▸ **What to do**: The data follows. Retype every entry exactly.

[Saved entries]
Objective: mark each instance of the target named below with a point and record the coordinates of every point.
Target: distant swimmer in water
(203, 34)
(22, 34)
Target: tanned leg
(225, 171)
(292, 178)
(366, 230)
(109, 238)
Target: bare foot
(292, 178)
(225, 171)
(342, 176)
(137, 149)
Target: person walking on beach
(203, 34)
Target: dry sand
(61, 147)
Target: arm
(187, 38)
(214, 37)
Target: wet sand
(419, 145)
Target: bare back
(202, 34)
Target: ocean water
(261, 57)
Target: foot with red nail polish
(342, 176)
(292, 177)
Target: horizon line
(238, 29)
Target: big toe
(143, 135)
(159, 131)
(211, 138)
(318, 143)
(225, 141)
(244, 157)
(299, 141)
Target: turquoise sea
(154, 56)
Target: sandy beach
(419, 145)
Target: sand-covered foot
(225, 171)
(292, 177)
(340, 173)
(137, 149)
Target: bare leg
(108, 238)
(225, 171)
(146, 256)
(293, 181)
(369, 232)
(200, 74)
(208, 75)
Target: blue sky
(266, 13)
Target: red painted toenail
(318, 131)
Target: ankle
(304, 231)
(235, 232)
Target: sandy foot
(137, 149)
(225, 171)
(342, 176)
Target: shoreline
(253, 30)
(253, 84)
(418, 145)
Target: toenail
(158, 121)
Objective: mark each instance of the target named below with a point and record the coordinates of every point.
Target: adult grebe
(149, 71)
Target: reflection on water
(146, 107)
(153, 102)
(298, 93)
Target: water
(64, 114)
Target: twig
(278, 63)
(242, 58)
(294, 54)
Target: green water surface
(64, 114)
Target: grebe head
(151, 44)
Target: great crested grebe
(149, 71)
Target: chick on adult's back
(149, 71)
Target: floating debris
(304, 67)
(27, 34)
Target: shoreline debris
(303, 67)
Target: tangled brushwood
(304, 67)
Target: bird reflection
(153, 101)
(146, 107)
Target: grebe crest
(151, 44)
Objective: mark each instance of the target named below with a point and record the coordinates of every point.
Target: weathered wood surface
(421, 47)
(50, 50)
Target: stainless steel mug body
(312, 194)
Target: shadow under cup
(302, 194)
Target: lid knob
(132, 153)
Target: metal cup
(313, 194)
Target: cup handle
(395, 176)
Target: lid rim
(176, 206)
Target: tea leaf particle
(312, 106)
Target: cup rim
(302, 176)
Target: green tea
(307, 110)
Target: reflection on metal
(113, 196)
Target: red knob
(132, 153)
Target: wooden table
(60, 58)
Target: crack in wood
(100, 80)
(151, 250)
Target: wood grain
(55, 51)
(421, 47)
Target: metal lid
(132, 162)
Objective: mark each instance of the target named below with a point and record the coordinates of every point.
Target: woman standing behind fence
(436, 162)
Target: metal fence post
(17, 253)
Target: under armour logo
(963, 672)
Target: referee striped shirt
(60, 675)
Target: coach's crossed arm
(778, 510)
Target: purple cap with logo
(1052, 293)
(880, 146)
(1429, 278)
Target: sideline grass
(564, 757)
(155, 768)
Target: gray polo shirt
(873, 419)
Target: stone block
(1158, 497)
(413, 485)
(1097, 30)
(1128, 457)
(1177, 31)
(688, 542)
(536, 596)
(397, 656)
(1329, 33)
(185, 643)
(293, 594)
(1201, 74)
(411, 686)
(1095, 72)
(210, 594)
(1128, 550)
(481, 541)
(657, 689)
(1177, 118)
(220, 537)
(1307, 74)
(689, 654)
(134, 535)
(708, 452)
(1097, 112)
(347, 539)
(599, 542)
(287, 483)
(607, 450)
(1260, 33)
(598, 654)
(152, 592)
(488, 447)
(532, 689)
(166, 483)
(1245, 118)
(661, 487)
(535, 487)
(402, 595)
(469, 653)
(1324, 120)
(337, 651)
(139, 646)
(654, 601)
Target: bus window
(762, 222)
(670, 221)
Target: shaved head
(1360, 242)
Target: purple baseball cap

▸ **Answer space**:
Objective: mark each instance of the target named below with a point and record the coordinates of every point.
Target: distant swimmer in water
(203, 34)
(22, 34)
Target: tanned leg
(225, 171)
(292, 178)
(366, 230)
(109, 238)
Target: bare foot
(292, 178)
(225, 171)
(342, 176)
(137, 149)
Target: person walking on beach
(203, 34)
Target: dry sand
(61, 147)
Target: arm
(187, 38)
(214, 37)
Target: wet sand
(419, 145)
Target: bare back
(202, 34)
Target: ocean water
(261, 57)
Target: foot with red nail polish
(342, 176)
(292, 177)
Target: horizon line
(238, 29)
Target: big toe
(143, 135)
(159, 131)
(211, 138)
(318, 143)
(225, 141)
(244, 157)
(299, 141)
Target: turquoise sea
(154, 56)
Target: sandy beach
(419, 145)
Target: sand-covered foot
(225, 171)
(292, 177)
(340, 173)
(137, 149)
Target: bare leg
(108, 238)
(225, 171)
(146, 256)
(293, 181)
(369, 232)
(200, 74)
(208, 75)
Target: blue sky
(266, 13)
Target: red painted toenail
(318, 131)
Target: ankle
(304, 231)
(235, 232)
Target: sandy foot
(137, 149)
(225, 171)
(342, 176)
Target: shoreline
(253, 30)
(253, 84)
(418, 145)
Target: toenail
(158, 121)
Objective: mark each instance of the target named below with a point and record the coordinates of every point.
Target: adult grebe
(149, 71)
Target: reflection on water
(146, 107)
(153, 102)
(298, 93)
Target: water
(64, 114)
Target: twig
(278, 63)
(242, 58)
(294, 54)
Target: green water surface
(64, 114)
Target: grebe head
(151, 44)
Target: great crested grebe
(149, 71)
Target: chick on adult's back
(149, 71)
Target: floating debris
(304, 67)
(27, 34)
Target: shoreline debris
(303, 67)
Target: tangled brushwood
(304, 67)
Target: bird reflection
(153, 101)
(146, 107)
Target: grebe crest
(151, 44)
Objective: mark each instance of the target named below with a point and record the coordinates of every point.
Target: weathered wood surface
(421, 47)
(50, 50)
Target: stainless steel mug body
(312, 194)
Target: shadow under cup
(302, 194)
Target: lid knob
(132, 153)
Target: metal cup
(313, 194)
Target: cup handle
(395, 176)
Target: lid rim
(176, 206)
Target: tea leaf particle
(312, 106)
Target: cup rim
(302, 176)
Target: green tea
(307, 110)
Target: reflection on metal
(113, 196)
Target: red knob
(132, 153)
Target: wooden table
(60, 58)
Target: crack in wood
(100, 80)
(151, 250)
Target: wood grain
(55, 51)
(421, 47)
Target: metal lid
(132, 162)
Objective: mark each instance of the target named below with a point and record the coordinates of every point.
Target: woman standing behind fence
(436, 162)
Target: metal fence post
(17, 253)
Target: under armour logo
(963, 672)
Target: referee striped shirt
(60, 675)
Target: coach's crossed arm
(778, 510)
Target: purple cap with logo
(1052, 293)
(880, 146)
(1429, 278)
Target: sideline grass
(564, 757)
(155, 768)
Target: gray polo shirt
(873, 419)
Target: stone block
(1158, 497)
(413, 485)
(1097, 30)
(1128, 457)
(1177, 31)
(688, 542)
(536, 596)
(397, 656)
(1329, 33)
(185, 643)
(293, 594)
(1201, 74)
(411, 686)
(1095, 72)
(210, 594)
(1128, 550)
(481, 541)
(657, 689)
(1177, 118)
(220, 537)
(1307, 74)
(689, 654)
(134, 535)
(708, 452)
(1097, 112)
(347, 539)
(599, 542)
(287, 483)
(607, 450)
(1260, 33)
(598, 654)
(152, 592)
(488, 447)
(532, 689)
(166, 483)
(1245, 118)
(661, 487)
(535, 487)
(402, 595)
(469, 653)
(1324, 120)
(337, 651)
(139, 646)
(654, 601)
Target: bus window
(762, 222)
(670, 221)
Target: shaved head
(1360, 242)
Target: purple baseball cap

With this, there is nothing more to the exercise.